## THE DATA:

>> BEGIN

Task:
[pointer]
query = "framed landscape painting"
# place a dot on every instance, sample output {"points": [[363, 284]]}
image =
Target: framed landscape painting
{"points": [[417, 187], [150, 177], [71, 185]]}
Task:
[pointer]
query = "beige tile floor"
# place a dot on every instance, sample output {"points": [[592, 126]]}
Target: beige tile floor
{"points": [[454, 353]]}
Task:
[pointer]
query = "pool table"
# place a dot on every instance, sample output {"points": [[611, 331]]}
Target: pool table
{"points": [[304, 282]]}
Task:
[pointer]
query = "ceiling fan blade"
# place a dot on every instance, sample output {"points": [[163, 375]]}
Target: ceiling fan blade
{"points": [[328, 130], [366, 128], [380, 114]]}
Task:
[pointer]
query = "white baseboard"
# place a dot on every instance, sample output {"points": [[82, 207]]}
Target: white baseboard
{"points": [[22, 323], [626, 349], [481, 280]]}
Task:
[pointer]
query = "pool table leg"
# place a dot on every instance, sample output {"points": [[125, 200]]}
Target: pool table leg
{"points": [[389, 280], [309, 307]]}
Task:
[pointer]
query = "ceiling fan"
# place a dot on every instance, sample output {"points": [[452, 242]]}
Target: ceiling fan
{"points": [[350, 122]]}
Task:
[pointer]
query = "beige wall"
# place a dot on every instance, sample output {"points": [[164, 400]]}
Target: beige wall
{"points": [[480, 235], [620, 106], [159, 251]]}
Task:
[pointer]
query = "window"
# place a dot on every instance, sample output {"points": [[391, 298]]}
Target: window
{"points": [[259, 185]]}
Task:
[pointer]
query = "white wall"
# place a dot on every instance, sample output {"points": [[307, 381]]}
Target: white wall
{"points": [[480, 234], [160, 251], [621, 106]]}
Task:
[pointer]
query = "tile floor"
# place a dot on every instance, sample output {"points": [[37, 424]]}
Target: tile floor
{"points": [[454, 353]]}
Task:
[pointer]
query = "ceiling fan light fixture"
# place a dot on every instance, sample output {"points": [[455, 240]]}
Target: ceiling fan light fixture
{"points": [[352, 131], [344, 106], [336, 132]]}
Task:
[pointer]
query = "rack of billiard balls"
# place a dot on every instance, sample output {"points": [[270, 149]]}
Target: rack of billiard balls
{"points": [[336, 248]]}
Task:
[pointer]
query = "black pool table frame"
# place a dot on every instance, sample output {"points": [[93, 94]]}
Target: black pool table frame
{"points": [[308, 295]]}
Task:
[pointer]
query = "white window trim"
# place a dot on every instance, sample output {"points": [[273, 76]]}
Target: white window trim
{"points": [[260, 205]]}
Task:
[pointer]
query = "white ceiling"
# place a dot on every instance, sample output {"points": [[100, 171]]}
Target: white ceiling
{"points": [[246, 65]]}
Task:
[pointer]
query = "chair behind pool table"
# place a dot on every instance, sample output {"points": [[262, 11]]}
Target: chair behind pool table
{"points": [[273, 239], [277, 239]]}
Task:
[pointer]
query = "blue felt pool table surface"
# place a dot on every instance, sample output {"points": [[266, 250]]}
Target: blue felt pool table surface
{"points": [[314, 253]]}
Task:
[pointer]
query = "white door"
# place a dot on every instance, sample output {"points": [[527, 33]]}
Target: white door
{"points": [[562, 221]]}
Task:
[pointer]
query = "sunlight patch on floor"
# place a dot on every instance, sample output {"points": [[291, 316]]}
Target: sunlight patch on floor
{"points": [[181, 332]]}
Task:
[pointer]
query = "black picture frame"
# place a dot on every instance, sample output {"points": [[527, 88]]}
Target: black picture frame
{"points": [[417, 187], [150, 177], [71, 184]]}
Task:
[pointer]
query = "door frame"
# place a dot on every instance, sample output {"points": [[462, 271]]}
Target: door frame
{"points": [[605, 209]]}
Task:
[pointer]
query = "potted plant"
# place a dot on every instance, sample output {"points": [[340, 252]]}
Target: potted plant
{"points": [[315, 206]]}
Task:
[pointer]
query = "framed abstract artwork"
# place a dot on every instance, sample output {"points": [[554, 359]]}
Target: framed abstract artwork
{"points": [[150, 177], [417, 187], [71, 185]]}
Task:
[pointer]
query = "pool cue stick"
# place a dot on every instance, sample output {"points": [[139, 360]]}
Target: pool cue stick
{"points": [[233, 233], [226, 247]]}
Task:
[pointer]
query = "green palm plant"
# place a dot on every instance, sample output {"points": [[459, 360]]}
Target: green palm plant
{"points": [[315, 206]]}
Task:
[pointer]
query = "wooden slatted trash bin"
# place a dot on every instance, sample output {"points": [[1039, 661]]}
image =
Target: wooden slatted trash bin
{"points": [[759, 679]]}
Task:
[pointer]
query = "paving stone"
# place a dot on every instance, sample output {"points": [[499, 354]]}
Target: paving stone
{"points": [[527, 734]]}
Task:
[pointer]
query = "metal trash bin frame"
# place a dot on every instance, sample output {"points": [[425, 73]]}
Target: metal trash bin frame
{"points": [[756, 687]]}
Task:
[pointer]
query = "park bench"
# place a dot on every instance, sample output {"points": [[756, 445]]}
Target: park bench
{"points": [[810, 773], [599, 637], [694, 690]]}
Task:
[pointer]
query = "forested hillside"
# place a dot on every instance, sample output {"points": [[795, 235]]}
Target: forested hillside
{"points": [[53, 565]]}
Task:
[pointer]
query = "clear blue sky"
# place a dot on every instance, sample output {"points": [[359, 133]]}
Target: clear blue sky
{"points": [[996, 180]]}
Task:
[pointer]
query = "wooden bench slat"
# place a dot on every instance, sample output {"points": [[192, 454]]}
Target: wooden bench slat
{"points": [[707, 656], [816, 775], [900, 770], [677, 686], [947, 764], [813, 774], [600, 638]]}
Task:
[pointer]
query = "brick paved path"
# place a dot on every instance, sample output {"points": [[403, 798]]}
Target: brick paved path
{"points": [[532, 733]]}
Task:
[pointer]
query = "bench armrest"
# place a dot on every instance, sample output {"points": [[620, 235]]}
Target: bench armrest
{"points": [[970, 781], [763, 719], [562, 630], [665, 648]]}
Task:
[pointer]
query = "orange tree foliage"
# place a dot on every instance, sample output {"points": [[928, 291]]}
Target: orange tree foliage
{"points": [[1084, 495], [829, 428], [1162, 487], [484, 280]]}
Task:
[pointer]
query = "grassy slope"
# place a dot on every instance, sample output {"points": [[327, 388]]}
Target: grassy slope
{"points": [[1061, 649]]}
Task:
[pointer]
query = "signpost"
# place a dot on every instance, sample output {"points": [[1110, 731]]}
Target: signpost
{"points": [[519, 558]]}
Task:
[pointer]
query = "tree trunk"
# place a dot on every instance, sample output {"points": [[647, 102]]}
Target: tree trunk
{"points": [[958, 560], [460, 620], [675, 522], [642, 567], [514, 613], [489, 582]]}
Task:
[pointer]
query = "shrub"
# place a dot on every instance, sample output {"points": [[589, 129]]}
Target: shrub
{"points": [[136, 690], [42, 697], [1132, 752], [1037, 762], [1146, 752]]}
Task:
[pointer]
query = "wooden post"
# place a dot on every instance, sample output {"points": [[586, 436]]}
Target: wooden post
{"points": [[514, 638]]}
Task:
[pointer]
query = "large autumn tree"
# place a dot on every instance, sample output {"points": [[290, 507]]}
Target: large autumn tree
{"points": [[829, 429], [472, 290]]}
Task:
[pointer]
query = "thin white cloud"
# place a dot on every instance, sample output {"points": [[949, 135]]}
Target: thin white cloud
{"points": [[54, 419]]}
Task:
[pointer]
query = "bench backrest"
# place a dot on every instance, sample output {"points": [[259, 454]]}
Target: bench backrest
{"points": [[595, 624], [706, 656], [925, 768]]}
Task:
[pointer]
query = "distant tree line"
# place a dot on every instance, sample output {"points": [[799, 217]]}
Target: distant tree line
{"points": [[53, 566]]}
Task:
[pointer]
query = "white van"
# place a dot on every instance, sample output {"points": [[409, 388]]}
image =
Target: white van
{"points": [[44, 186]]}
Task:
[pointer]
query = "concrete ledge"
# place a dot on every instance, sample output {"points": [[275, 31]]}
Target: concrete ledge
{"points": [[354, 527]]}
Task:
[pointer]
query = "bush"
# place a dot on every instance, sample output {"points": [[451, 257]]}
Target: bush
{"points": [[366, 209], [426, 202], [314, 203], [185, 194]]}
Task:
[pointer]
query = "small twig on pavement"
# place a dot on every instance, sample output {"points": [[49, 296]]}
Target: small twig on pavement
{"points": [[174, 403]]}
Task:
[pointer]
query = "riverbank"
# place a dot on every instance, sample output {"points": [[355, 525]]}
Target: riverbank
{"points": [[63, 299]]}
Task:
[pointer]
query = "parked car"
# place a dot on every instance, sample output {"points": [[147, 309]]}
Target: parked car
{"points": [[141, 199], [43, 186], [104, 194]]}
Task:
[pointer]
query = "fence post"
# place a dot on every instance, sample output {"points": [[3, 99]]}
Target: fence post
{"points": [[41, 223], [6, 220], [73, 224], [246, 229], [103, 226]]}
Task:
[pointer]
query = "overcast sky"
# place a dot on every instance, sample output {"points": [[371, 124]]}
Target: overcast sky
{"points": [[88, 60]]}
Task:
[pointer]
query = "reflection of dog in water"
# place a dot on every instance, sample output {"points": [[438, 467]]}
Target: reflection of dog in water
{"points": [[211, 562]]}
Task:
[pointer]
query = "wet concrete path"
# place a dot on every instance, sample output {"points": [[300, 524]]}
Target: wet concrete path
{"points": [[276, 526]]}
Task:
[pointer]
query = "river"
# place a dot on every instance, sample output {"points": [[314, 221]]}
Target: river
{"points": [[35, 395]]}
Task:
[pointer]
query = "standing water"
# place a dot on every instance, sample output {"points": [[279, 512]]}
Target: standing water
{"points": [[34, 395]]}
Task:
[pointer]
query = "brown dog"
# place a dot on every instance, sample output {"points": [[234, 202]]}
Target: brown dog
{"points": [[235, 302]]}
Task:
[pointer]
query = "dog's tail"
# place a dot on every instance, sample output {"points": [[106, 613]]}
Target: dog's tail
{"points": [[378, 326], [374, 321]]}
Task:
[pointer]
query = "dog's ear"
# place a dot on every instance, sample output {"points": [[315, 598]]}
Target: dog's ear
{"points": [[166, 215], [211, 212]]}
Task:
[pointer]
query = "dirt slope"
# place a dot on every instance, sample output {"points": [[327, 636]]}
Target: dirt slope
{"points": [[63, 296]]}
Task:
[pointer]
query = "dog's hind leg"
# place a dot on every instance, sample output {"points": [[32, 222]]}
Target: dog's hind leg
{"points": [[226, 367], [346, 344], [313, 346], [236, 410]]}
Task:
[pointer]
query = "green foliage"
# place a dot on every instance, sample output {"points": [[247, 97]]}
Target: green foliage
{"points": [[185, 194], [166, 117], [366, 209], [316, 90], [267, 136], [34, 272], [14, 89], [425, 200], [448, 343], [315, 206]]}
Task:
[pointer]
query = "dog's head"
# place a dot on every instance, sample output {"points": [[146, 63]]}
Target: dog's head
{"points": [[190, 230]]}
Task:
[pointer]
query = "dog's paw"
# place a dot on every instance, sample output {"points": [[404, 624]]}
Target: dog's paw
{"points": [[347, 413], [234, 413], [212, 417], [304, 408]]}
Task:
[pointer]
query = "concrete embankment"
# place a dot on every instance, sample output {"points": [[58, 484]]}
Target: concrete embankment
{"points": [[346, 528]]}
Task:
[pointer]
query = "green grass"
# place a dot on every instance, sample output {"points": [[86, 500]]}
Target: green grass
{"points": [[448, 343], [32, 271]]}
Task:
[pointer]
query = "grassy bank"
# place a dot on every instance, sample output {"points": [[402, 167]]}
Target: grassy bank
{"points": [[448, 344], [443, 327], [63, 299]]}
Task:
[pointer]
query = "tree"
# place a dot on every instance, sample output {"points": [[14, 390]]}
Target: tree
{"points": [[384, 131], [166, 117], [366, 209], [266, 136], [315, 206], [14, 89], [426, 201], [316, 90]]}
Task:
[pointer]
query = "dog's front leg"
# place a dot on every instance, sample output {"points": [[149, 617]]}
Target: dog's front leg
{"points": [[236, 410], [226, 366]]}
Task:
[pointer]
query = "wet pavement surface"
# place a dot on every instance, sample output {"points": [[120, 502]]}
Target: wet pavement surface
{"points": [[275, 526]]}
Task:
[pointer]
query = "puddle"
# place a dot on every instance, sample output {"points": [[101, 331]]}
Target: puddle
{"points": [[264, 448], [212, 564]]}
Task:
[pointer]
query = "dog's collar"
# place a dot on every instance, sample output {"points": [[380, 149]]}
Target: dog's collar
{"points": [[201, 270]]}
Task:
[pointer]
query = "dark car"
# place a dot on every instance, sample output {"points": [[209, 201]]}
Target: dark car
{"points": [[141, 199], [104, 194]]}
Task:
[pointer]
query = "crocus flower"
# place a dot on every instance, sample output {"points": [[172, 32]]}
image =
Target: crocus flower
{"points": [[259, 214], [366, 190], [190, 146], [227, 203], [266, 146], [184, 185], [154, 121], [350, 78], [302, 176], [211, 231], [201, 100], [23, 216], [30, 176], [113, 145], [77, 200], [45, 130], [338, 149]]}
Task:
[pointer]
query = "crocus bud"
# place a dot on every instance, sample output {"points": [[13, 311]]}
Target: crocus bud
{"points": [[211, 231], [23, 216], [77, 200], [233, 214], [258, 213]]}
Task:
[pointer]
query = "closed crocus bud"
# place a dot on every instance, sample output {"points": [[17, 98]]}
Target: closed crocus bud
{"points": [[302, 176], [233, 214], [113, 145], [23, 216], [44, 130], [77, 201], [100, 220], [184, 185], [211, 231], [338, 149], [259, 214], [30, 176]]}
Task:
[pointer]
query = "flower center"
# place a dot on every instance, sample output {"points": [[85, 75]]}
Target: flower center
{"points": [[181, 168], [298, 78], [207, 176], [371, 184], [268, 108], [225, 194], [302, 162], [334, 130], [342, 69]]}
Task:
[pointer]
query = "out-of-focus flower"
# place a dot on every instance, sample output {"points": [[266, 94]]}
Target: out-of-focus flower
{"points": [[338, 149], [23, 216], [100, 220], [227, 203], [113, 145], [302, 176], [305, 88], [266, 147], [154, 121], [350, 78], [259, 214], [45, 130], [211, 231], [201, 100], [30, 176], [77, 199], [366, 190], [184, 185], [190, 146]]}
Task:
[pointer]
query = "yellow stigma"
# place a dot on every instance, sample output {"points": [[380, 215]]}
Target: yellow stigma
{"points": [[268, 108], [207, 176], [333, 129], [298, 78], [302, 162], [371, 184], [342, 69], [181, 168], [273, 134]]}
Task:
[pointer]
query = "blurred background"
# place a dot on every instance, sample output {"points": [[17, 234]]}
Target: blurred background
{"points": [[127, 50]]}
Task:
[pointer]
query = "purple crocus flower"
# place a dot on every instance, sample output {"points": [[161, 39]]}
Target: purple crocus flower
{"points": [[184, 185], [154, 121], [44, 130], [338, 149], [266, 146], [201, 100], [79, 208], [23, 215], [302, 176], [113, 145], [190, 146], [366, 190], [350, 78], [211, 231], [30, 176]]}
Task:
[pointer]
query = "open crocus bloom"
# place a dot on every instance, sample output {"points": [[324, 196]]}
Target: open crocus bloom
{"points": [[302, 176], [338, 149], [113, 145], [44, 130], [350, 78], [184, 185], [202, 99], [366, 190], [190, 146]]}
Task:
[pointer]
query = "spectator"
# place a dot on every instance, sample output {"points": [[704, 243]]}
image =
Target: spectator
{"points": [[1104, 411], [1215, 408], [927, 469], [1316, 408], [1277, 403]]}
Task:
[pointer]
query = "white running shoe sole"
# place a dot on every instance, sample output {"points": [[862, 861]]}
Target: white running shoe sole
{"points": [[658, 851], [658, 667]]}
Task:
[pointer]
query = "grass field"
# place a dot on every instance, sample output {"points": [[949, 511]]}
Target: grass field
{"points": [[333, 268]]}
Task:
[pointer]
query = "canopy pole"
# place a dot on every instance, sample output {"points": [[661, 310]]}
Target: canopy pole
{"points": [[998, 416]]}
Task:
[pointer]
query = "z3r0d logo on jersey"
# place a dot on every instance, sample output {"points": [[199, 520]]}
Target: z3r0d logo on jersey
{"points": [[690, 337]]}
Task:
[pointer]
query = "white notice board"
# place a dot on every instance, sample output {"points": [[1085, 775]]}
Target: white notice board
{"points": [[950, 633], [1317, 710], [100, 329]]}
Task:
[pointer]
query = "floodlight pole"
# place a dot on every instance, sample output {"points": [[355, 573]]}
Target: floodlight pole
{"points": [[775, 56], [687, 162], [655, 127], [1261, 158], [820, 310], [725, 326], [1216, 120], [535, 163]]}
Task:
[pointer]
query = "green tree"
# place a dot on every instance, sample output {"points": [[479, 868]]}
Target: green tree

>> END

## STATED PROBLEM:
List every line in the items above that contains the string "ceiling", matching case exactly.

## ANSWER TO THE PROBLEM:
query = "ceiling fan blade"
Target: ceiling fan blade
query = "ceiling fan"
Target: ceiling fan
query = "ceiling fan light fixture"
Target: ceiling fan light fixture
query = "white ceiling"
Target: white ceiling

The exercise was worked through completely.